What you have to do -
Repeat precisely the span of lines below that opens with the line containing "the child's hand" and closes with the line containing "the woman's hair", both included.

Supplied data Start Marker

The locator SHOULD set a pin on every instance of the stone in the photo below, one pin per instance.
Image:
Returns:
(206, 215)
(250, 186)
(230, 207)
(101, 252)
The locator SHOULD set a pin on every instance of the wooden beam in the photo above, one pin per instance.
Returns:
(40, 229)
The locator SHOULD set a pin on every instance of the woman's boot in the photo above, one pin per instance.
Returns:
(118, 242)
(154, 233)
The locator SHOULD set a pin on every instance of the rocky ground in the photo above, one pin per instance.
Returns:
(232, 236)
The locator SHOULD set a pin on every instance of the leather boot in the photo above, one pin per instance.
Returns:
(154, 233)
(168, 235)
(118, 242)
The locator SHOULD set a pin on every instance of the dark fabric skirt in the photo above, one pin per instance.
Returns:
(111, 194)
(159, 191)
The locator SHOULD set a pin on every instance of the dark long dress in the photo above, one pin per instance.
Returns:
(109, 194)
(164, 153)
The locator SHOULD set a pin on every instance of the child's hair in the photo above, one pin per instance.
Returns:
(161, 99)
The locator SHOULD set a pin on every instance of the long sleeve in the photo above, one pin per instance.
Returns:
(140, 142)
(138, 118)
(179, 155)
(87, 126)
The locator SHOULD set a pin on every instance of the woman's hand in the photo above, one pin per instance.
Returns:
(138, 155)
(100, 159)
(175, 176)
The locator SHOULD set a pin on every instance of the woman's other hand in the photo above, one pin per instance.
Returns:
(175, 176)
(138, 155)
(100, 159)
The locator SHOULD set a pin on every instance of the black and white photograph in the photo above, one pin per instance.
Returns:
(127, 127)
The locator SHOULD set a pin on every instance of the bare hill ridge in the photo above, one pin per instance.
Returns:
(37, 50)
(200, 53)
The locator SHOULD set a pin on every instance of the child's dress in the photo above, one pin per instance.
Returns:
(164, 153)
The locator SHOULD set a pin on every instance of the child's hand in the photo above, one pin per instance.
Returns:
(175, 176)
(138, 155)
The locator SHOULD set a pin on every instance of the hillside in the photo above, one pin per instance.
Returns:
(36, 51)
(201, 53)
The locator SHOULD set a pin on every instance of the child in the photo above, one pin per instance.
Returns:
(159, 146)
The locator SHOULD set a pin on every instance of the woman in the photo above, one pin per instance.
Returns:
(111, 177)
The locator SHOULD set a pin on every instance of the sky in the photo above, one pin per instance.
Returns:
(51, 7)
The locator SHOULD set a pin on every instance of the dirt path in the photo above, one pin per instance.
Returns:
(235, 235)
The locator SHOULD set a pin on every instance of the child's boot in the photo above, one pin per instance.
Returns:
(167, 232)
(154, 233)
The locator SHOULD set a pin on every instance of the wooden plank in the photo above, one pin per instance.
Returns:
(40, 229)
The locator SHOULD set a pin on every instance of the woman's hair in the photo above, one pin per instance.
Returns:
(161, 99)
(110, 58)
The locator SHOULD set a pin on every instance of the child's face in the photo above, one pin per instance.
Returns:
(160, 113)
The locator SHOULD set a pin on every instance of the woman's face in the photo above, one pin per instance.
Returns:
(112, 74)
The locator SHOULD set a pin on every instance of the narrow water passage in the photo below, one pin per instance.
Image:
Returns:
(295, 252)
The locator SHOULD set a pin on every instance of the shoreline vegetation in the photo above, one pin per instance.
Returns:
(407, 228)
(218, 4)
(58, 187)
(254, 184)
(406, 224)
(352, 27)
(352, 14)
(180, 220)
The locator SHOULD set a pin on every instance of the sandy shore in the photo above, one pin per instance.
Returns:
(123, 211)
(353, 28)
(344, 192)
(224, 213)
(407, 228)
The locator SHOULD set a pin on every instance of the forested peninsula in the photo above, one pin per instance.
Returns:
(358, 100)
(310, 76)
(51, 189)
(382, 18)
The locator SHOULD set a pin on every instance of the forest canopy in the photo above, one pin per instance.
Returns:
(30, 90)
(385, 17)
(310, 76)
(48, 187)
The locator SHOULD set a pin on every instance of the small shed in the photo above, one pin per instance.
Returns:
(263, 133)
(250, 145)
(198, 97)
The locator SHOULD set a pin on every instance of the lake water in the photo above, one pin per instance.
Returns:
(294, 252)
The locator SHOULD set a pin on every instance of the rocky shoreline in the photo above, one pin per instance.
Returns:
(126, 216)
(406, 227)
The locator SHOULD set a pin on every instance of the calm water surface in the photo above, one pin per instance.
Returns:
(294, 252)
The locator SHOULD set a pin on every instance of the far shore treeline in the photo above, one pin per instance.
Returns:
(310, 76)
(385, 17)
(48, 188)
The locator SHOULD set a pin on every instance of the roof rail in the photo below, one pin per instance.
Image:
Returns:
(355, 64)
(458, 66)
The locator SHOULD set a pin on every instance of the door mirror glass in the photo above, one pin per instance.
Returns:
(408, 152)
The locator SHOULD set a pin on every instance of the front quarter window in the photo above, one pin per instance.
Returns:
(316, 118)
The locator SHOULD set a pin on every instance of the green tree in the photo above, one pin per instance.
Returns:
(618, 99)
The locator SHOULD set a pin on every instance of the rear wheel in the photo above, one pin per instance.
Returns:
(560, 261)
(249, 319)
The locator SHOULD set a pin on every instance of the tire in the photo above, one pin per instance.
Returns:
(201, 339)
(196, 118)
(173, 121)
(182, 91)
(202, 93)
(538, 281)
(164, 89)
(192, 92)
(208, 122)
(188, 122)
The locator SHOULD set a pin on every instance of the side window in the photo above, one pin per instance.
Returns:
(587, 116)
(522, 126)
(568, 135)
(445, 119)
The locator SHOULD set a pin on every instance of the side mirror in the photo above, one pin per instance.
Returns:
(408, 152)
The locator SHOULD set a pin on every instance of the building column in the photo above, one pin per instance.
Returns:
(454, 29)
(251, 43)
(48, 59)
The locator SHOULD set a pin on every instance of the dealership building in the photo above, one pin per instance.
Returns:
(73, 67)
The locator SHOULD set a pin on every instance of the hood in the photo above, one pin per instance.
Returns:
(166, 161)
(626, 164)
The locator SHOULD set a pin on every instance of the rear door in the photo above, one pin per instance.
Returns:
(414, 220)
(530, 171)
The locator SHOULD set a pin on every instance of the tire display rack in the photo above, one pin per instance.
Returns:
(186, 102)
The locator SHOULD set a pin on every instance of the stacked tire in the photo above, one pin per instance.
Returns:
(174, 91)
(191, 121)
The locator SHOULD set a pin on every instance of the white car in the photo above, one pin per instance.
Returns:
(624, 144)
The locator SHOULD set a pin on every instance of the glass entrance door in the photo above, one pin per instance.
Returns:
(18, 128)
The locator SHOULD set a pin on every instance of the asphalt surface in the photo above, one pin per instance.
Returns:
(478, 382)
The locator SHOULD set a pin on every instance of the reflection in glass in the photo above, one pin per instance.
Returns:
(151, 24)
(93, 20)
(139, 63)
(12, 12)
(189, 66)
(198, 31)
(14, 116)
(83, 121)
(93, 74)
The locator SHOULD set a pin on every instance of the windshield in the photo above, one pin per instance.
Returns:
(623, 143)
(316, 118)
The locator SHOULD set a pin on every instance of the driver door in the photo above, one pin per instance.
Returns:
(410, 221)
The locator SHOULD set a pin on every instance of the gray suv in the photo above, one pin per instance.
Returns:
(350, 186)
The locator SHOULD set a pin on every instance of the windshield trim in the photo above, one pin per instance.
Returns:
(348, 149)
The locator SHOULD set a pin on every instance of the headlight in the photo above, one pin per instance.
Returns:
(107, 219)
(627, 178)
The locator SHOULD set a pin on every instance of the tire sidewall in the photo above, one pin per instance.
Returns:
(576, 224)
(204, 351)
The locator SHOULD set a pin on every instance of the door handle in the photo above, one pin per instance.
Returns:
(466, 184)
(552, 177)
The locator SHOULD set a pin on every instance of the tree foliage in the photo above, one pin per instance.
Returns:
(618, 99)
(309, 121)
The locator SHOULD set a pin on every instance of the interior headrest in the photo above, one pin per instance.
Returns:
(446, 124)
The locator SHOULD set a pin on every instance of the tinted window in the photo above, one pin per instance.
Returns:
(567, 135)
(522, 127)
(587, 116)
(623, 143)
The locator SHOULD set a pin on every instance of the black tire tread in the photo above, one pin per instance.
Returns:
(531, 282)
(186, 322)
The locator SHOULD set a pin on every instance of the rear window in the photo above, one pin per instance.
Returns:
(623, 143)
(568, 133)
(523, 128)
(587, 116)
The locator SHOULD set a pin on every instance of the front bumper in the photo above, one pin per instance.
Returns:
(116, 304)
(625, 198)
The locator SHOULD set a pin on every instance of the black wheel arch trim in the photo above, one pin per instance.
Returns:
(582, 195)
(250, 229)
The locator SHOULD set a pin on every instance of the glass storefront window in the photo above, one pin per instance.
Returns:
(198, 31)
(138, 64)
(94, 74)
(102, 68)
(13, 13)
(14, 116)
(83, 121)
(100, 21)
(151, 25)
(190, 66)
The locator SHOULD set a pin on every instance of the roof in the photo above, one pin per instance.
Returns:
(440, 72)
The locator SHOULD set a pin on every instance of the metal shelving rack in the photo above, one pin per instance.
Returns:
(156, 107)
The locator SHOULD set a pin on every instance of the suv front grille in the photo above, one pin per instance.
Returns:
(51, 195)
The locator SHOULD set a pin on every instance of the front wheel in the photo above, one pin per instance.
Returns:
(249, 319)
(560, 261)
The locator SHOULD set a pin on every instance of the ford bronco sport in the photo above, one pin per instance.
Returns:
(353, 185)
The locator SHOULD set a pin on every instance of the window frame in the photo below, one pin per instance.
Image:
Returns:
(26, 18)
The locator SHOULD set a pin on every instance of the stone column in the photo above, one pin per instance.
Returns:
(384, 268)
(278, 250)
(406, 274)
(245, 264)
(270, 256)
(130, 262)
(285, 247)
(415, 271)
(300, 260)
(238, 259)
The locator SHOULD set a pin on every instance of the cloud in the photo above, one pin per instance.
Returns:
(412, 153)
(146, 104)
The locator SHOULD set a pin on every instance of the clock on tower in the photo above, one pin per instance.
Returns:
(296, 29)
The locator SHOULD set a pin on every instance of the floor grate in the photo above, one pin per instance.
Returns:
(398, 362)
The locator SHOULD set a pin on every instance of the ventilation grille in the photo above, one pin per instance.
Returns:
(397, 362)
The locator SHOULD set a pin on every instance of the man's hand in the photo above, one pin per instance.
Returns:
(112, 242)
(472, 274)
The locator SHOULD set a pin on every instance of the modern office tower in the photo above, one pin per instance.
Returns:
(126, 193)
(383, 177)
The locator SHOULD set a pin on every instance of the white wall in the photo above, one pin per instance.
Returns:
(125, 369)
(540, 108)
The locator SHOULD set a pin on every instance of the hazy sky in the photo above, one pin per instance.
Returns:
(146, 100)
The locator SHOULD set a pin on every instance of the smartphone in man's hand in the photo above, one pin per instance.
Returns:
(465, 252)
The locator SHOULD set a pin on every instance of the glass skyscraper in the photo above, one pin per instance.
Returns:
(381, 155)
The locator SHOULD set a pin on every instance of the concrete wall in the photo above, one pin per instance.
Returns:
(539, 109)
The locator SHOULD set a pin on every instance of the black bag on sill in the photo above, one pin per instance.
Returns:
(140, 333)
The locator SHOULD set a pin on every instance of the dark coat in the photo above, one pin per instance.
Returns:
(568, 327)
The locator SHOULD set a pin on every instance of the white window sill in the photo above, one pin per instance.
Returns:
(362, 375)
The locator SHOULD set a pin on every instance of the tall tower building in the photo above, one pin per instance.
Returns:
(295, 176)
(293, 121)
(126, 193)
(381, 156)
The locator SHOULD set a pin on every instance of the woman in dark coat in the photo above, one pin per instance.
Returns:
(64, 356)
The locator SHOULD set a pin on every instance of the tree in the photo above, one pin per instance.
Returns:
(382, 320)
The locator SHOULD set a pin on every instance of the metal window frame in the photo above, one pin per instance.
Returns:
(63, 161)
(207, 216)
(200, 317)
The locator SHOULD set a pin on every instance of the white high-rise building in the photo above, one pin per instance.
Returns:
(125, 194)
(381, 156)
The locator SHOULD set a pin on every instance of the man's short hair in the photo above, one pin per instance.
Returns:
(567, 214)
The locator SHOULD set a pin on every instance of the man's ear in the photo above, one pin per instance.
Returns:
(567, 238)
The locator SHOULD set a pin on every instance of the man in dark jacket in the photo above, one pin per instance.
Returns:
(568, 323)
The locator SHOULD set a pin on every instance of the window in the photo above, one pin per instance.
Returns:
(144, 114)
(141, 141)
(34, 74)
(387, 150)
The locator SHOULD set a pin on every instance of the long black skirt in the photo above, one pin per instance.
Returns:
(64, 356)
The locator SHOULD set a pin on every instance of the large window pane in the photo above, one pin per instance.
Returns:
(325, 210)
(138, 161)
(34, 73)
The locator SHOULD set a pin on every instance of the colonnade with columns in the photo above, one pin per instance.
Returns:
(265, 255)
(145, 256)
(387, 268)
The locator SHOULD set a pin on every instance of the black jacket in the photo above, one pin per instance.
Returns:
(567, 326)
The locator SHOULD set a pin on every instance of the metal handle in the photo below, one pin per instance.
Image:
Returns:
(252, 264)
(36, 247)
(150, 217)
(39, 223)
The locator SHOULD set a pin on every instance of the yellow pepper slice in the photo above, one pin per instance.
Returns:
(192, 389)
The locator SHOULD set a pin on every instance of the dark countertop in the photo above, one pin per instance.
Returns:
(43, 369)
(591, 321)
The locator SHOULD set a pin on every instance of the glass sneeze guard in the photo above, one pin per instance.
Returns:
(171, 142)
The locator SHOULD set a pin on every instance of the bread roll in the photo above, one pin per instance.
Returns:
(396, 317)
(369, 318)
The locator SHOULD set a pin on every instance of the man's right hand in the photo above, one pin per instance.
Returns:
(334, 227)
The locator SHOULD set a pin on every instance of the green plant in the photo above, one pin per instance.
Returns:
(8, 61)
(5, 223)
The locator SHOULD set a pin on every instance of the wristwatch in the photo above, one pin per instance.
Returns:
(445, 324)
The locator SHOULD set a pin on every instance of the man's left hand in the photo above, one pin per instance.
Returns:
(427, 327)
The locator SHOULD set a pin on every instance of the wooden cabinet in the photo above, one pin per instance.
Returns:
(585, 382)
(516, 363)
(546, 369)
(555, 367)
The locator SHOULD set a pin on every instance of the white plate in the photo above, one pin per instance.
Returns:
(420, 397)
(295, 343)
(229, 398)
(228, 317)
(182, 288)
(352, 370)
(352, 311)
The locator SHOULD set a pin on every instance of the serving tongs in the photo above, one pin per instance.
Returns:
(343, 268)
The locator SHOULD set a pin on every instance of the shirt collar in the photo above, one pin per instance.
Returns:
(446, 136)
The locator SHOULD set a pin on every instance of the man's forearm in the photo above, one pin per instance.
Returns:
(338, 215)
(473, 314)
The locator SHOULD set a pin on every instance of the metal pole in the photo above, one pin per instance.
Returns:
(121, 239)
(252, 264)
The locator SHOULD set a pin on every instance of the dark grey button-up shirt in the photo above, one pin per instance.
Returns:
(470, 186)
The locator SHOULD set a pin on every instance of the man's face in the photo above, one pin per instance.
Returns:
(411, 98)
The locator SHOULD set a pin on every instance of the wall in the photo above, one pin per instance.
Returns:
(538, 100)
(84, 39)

Supplied data End Marker

Result of this exercise -
The locator SHOULD set a pin on every instance of the child's hand in the photo above, one pin per instance.
Returns:
(175, 176)
(138, 155)
The locator SHOULD set a pin on every instance of the hillside in the photo above, one pin per instance.
Returns:
(36, 51)
(201, 53)
The locator SHOULD set a pin on every instance of the child in the photo above, one pin per instance.
Returns:
(159, 146)
The locator SHOULD set a pin on every instance of the woman in the photo above, one pin per instance.
Returns:
(111, 177)
The locator SHOULD set a pin on every instance of the sky in the photo above, one pin per instance.
Returns:
(51, 7)
The locator SHOULD set a pin on every instance of the dirt path in the photo above, one pin per instance.
Returns:
(235, 235)
The locator SHOULD set a pin on every instance of the child's boot in the photo above, one pin per instance.
Returns:
(167, 232)
(154, 233)
The locator SHOULD set a pin on every instance of the wooden plank in the photo above, one pin per instance.
Returns:
(40, 229)
The locator SHOULD set a pin on every instance of the woman's hair in the photo above, one pin per instance.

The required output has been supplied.